WHAT THE TASK ASKS
Type out the records that follow, exactly as given.

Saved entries
##############################

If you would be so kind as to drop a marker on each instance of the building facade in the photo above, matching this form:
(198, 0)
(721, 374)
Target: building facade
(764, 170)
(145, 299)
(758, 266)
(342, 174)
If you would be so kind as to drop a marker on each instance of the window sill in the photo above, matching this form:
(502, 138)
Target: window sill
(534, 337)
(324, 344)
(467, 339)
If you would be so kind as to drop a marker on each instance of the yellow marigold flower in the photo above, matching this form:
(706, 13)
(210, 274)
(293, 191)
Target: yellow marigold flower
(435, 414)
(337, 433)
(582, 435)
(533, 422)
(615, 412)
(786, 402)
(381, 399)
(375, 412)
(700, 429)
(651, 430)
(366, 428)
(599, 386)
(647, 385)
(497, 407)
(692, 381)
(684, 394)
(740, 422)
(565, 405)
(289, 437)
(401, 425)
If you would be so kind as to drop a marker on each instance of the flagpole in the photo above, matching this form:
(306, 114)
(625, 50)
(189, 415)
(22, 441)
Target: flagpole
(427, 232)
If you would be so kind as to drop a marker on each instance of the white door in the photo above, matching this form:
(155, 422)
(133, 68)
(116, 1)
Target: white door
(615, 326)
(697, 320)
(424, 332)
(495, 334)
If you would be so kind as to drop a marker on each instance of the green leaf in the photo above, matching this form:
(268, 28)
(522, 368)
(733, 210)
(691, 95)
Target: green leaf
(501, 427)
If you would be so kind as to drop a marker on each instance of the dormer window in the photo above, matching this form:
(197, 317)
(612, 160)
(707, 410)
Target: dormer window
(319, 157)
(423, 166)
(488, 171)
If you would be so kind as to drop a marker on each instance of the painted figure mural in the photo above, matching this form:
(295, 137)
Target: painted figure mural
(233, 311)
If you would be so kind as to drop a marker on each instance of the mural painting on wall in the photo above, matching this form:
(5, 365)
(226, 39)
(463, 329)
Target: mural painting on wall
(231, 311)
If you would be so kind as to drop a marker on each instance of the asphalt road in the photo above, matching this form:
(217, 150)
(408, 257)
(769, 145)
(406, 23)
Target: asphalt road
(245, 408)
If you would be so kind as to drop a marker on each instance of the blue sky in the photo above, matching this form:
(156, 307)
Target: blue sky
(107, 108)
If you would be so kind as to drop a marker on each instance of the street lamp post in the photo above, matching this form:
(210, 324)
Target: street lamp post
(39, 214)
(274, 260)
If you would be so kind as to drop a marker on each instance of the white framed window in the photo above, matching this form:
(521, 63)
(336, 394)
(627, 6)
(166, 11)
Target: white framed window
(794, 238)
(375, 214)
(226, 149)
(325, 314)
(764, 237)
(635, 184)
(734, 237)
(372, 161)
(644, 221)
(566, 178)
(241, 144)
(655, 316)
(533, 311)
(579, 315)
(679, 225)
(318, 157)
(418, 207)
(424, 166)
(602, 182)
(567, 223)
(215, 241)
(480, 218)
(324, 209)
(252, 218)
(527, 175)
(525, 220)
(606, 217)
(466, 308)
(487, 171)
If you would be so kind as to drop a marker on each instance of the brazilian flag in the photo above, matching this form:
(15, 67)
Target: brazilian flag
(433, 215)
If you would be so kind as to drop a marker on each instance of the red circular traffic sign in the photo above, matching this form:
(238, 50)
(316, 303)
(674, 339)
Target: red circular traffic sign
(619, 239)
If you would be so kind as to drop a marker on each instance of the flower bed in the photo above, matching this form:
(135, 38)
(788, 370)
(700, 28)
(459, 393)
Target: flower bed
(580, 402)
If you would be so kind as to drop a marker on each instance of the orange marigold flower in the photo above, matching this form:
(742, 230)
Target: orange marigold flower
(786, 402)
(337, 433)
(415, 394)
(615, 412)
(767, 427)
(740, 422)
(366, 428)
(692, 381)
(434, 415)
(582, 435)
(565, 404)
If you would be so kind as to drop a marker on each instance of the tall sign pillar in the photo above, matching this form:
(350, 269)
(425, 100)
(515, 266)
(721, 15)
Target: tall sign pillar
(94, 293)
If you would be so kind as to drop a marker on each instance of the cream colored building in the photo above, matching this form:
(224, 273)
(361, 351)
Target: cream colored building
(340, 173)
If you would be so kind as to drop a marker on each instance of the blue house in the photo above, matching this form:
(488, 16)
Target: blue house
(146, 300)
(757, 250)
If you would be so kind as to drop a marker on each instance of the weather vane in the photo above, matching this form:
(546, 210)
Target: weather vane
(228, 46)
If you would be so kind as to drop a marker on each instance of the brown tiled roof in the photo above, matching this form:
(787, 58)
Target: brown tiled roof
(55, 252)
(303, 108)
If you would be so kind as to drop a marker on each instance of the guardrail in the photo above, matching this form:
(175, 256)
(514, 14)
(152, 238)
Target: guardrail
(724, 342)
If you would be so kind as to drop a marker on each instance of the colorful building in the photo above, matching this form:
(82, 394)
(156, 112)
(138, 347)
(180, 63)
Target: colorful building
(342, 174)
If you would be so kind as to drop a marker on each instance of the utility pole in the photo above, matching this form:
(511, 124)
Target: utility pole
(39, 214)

##############################

PROBLEM SOLUTION
If you would be so kind as to drop a marker on each instance of the building facade in the photo above, matching this form:
(198, 0)
(721, 374)
Target: building facade
(764, 170)
(145, 299)
(758, 266)
(342, 174)
If you would be so kind as to drop a marker on each instance of the window sill in the photo above, matching this form:
(502, 138)
Target: window sill
(534, 337)
(324, 344)
(467, 339)
If you would be so kind as to drop a marker on each instance of the yellow marigold flower in the photo above, matching this form:
(706, 13)
(210, 274)
(293, 191)
Target: yellow marigold flower
(435, 414)
(337, 433)
(582, 435)
(533, 422)
(615, 412)
(786, 402)
(381, 399)
(375, 412)
(700, 429)
(651, 430)
(366, 428)
(599, 386)
(647, 385)
(497, 407)
(692, 381)
(684, 394)
(740, 422)
(565, 405)
(289, 437)
(401, 425)
If you would be so kind as to drop a marker on each instance of the flagpole in the photo above, matching this form:
(306, 114)
(625, 50)
(189, 415)
(22, 441)
Target: flagpole
(427, 232)
If you would be so kind as to drop a marker on each instance of the white door in the photo above, matching this form:
(155, 422)
(133, 68)
(116, 1)
Target: white door
(615, 326)
(697, 320)
(424, 332)
(495, 334)
If you would be so kind as to drop a marker on each instance of the green leaf in the photo above, matching this form:
(268, 28)
(522, 368)
(733, 210)
(691, 95)
Target: green leaf
(501, 427)
If you would be so kind as to drop a marker on each instance of the dormer window in the photo above, matching this form:
(197, 317)
(612, 160)
(707, 410)
Target: dormer window
(319, 157)
(423, 166)
(488, 171)
If you would be so kind as to drop a marker on each instance of the painted figure mural in the photo above, matching this form:
(295, 137)
Target: painted figure mural
(233, 311)
If you would be so kind as to drop a marker on each instance of the mural painting on wall in the photo above, matching this form:
(5, 365)
(226, 39)
(463, 329)
Target: mural painting on wall
(231, 311)
If you would be so kind as to drop a marker on each instance of the asphalt road in the photo above, matching this form:
(217, 150)
(408, 257)
(769, 145)
(406, 23)
Target: asphalt road
(245, 408)
If you would be so kind as to drop a marker on each instance of the blue sky in the photo above, matching this form:
(156, 307)
Target: blue sky
(107, 108)
If you would be so kind as to drop a marker on each instance of the street lamp post in the photo above, matching this form:
(210, 324)
Target: street lamp post
(39, 214)
(274, 260)
If you would be so kind as to drop a marker on each instance of the white framed window in the photo above, matching this form:
(521, 63)
(336, 394)
(627, 6)
(166, 11)
Target: white framed window
(794, 238)
(375, 214)
(226, 149)
(325, 314)
(764, 237)
(635, 184)
(734, 237)
(372, 161)
(644, 221)
(566, 178)
(241, 144)
(655, 316)
(533, 311)
(579, 315)
(679, 225)
(318, 157)
(418, 207)
(424, 166)
(602, 182)
(567, 223)
(215, 241)
(480, 218)
(324, 209)
(252, 218)
(527, 175)
(525, 220)
(606, 217)
(466, 308)
(487, 171)
If you would be so kind as to drop a marker on each instance of the brazilian flag in the photo above, matching this form:
(15, 67)
Target: brazilian flag
(433, 215)
If you would be so kind as to drop a marker on each instance of the red circular traffic sign in the photo above, matching this form:
(238, 50)
(316, 303)
(674, 339)
Target: red circular traffic sign
(619, 239)
If you would be so kind as to drop a marker on each instance of the flower bed in the photo above, matching this form:
(135, 38)
(788, 370)
(700, 28)
(459, 393)
Target: flower bed
(580, 402)
If you would be so kind as to drop a marker on each instance of the orange marigold flower in the photo above, matching this form:
(742, 230)
Target: orange marigold flower
(786, 402)
(337, 433)
(415, 394)
(615, 412)
(767, 427)
(740, 422)
(366, 428)
(692, 381)
(434, 415)
(582, 435)
(565, 404)
If you would be so kind as to drop a marker on each instance of the tall sign pillar in the photo above, matching this form:
(350, 269)
(425, 100)
(515, 266)
(721, 15)
Target: tall sign pillar
(94, 293)
If you would be so kind as to drop a marker on each instance of the cream colored building in the photo above, matching this form:
(224, 273)
(361, 351)
Target: cream colored building
(340, 173)
If you would be so kind as to drop a marker on each instance of the blue house in the photo above, matching this form:
(488, 16)
Target: blue house
(146, 300)
(757, 250)
If you would be so kind as to drop a marker on each instance of the weather vane in the photo above, matching this form:
(546, 210)
Target: weather vane
(228, 46)
If you would be so kind as to drop a marker on each instance of the brown tiled roof in the photo above, matching this form:
(787, 58)
Target: brown tiled roof
(55, 252)
(303, 108)
If you would be so kind as to drop a marker on each instance of the guardrail in the photo above, matching this form:
(175, 256)
(514, 14)
(152, 238)
Target: guardrail
(724, 342)
If you would be so kind as to drop a marker on each instance of the colorful building in the photo above, matching this form:
(82, 394)
(156, 112)
(138, 347)
(180, 63)
Target: colorful building
(342, 174)
If you would be so kind as to drop a marker on each instance of the utility pole in the photo above, matching this form:
(511, 124)
Target: utility pole
(39, 214)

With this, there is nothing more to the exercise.